(Data items)
---+---

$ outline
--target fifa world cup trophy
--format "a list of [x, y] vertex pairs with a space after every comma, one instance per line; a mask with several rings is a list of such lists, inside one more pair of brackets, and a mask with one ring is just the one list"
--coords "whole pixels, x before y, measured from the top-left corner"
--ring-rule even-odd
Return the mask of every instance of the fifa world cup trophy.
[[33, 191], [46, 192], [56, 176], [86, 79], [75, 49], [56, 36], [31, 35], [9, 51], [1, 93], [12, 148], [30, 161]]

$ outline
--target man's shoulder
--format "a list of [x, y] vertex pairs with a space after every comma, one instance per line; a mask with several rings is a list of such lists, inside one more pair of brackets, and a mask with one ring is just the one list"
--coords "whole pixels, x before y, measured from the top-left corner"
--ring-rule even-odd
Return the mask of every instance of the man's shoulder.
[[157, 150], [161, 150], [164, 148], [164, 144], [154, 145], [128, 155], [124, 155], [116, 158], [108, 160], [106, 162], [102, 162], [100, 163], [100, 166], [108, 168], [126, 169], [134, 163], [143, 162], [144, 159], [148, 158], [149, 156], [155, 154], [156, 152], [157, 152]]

---+---

■ Exercise:
Count the lines above that contain the string "mask", treating uppercase and lowercase as different. Reply with the number alone.

■ The response:
4